**Your goal**.
Rewrite every one of the items below with "mask" changed to "outline" each time it appears, keeping everything else the same. Leave out the pictures.

-=-=-

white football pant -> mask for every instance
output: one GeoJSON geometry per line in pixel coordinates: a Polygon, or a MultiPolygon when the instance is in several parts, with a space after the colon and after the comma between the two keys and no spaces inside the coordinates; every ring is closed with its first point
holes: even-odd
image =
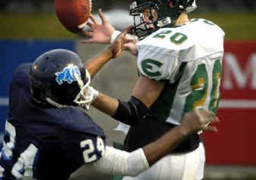
{"type": "Polygon", "coordinates": [[[192,152],[166,156],[137,177],[125,176],[123,180],[202,179],[205,161],[204,147],[200,143],[192,152]]]}

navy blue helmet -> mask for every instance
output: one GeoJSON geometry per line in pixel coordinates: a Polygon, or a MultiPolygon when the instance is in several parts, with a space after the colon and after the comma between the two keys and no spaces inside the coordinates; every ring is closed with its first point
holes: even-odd
{"type": "Polygon", "coordinates": [[[130,6],[130,15],[134,17],[134,27],[132,33],[143,39],[161,27],[172,27],[184,12],[190,12],[196,8],[195,0],[133,0],[130,6]],[[157,19],[152,22],[145,22],[143,13],[149,10],[157,13],[157,19]]]}
{"type": "Polygon", "coordinates": [[[84,105],[83,90],[90,82],[81,58],[64,49],[52,50],[40,56],[29,72],[33,99],[43,105],[84,105]]]}

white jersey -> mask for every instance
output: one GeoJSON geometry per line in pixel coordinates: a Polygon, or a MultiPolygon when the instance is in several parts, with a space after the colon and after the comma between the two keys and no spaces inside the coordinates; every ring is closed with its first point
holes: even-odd
{"type": "Polygon", "coordinates": [[[197,106],[216,112],[224,36],[214,23],[192,19],[181,26],[161,28],[138,43],[140,74],[166,82],[150,108],[155,118],[179,124],[184,113],[197,106]]]}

-=-=-

**Task response**.
white football pant -> outline for every instance
output: one GeoJSON geometry per line in pixel coordinates: a Polygon, or a MultiPolygon when the instance is in several parts, with a space after the colon and after the comma between the two keys and no spaces inside the coordinates; every ring is closed with its first point
holes: even-odd
image =
{"type": "Polygon", "coordinates": [[[192,152],[166,156],[137,177],[125,176],[123,180],[202,179],[205,161],[204,147],[200,143],[192,152]]]}

navy blue helmet -> outline for every instance
output: one GeoJSON geometry per line in pixel coordinates: a Polygon, or a MultiPolygon when the instance is in several parts, with a space after the colon and after the comma between the two keys and no spaces inside the coordinates; every ring is closed with its first point
holes: even-odd
{"type": "Polygon", "coordinates": [[[130,6],[130,15],[134,17],[134,27],[132,33],[143,39],[161,27],[172,27],[184,12],[190,12],[196,8],[195,0],[133,0],[130,6]],[[157,19],[152,22],[145,22],[143,13],[149,10],[157,13],[157,19]]]}
{"type": "Polygon", "coordinates": [[[84,105],[83,90],[90,82],[81,58],[64,49],[52,50],[40,56],[29,72],[33,99],[43,105],[84,105]]]}

white jersey -> outline for every instance
output: one GeoJSON geometry per line in pixel coordinates: a Polygon, or a MultiPolygon when the instance is in several parts, with a space after the colon and after the comma between the two keys and no spaces inside the coordinates; every ring is closed with its first point
holes: even-odd
{"type": "Polygon", "coordinates": [[[197,106],[216,112],[224,36],[214,23],[192,19],[181,26],[161,28],[138,43],[140,74],[166,82],[150,108],[155,118],[179,124],[184,113],[197,106]]]}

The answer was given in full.